Short exercise |
Reproduce all of the data below in full, but scale the outline coordinates in the answers by 0.25 and round each to the nearest whole number, with halves going up. Leave every other line and number unchanged.
-*-
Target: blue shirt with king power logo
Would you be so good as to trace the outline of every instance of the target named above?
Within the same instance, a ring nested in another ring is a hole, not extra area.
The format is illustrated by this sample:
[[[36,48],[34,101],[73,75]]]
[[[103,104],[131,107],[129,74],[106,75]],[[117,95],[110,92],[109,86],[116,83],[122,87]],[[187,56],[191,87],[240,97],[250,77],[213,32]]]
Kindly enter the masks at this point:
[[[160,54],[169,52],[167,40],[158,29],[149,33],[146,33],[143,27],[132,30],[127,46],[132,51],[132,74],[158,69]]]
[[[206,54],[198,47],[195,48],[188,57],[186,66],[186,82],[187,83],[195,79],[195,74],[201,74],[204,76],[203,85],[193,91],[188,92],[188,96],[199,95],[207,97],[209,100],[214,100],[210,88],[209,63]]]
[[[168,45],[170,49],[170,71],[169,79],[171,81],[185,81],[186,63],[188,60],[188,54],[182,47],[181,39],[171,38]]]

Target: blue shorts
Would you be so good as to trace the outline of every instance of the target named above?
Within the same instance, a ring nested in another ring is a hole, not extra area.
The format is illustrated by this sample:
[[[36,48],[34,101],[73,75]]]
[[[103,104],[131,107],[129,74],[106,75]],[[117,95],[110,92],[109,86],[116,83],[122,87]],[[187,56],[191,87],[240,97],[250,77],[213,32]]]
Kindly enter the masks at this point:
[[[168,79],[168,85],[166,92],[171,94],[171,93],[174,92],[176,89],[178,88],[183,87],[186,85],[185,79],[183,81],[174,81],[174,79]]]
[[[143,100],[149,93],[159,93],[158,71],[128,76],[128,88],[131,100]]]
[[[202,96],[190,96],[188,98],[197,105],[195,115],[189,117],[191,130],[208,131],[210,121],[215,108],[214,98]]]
-*-
Answer |
Target: blue shirt with king power logo
Would you be so good as to trace the outline of every instance of the target named above?
Within the same instance, a ring nested in another ring is a hole, not extra area.
The format is illustrated by this sample:
[[[36,48],[34,101],[73,75]]]
[[[103,104],[131,107],[129,74],[106,75]],[[117,95],[110,92],[109,86],[116,83],[122,87]],[[187,56],[191,87],[240,97],[250,77],[213,32]]]
Kindly enter the masks at this point:
[[[40,14],[42,13],[42,10],[40,7],[37,8],[37,8],[36,7],[33,8],[32,12],[33,13],[33,19],[40,17]]]
[[[52,14],[50,12],[49,12],[47,14],[47,17],[47,21],[47,21],[49,20],[49,19],[50,19],[51,19],[51,21],[48,23],[47,23],[47,24],[50,24],[52,24],[52,25],[54,25],[53,22],[52,16]]]
[[[42,11],[43,12],[43,18],[42,20],[43,20],[46,20],[47,16],[47,15],[47,14],[46,12],[45,10],[43,10]]]

Target: blue shorts
Would you be so good as to trace the outline of every instance of the target named above?
Within the same instance, a ring nested in another ring is a hole, not extra area.
The format is illustrated by this sample:
[[[36,48],[34,101],[73,75]]]
[[[103,104],[131,107],[129,74],[106,75]],[[117,95],[110,92],[109,86],[116,83],[122,87]],[[187,56],[191,87],[240,97],[250,77],[213,32]]]
Kindly enter the masks at this point:
[[[42,20],[42,21],[42,23],[43,24],[43,23],[44,23],[44,22],[45,22],[46,22],[47,21],[46,20],[46,20],[44,20],[44,20]]]
[[[36,25],[37,23],[40,23],[40,18],[32,19],[32,22],[33,25]]]
[[[51,24],[48,24],[47,25],[49,26],[49,29],[47,29],[48,33],[52,33],[53,30],[54,27],[54,25]]]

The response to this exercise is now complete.